Exercise => Lines with "segment": please show every one of them from the listing below.

╔══

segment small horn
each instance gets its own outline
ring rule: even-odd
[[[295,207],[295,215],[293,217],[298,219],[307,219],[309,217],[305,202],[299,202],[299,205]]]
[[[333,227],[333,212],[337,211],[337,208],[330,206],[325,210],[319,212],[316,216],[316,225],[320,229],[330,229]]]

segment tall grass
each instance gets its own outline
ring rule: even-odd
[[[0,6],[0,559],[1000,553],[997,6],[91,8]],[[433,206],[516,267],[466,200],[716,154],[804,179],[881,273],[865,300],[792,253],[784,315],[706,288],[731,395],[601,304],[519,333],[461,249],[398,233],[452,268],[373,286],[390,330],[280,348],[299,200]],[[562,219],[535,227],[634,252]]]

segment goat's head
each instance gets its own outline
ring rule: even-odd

╚══
╔══

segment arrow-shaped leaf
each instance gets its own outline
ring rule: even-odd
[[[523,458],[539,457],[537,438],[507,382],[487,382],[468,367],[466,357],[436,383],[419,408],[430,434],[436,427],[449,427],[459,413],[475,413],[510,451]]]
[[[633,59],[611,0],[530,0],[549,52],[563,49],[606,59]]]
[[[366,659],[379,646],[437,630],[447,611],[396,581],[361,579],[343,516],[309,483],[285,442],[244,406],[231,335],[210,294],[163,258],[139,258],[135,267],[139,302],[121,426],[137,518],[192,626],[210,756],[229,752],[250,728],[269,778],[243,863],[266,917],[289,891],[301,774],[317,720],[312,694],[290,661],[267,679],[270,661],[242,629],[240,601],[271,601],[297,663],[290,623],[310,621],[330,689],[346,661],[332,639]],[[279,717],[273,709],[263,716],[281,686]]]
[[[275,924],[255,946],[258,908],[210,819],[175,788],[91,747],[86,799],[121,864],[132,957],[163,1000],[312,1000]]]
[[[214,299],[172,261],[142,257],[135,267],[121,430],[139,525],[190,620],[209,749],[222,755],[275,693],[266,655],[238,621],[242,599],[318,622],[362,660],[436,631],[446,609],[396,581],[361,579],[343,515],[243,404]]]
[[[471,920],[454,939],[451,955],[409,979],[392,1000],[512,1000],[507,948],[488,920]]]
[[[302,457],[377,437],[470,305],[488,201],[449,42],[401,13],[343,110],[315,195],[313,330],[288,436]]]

╚══
╔══

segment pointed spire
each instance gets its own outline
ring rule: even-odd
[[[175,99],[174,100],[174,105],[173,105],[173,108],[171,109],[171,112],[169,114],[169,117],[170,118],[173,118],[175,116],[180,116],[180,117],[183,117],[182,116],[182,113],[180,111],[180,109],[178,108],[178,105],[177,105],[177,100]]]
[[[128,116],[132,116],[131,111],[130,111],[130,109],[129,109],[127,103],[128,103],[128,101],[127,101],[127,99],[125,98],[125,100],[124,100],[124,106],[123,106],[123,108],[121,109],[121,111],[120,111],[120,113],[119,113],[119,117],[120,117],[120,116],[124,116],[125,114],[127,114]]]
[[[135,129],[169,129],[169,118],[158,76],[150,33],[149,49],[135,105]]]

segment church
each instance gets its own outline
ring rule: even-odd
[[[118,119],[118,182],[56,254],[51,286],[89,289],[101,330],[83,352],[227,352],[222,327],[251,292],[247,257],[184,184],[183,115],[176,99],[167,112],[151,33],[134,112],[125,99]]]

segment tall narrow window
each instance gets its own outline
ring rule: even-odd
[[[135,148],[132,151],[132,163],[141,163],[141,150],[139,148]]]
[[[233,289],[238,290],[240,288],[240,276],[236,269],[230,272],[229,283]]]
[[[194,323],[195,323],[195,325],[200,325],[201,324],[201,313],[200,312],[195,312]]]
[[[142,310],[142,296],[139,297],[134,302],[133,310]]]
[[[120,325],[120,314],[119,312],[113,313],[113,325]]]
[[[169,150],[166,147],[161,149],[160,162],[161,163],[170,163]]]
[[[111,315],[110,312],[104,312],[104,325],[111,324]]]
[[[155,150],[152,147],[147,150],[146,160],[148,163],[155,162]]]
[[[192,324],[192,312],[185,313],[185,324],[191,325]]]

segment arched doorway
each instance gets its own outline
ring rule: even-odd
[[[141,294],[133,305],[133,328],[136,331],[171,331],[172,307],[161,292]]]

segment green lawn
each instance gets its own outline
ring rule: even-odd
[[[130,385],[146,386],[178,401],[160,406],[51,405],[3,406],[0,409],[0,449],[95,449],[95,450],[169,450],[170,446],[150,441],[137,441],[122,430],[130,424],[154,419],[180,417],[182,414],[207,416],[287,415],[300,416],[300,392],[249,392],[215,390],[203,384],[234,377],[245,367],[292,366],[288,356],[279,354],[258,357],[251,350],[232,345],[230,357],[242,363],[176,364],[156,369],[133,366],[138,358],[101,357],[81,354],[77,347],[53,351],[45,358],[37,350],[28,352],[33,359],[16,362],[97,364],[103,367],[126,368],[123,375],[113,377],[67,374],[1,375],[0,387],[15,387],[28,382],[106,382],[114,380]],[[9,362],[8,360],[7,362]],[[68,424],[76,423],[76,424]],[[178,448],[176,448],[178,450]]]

╚══

Reply to the exercise =>
segment small horn
segment tall grass
segment goat's head
segment arrow-shaped leaf
segment pointed spire
segment church
segment tall narrow window
segment arched doorway
segment green lawn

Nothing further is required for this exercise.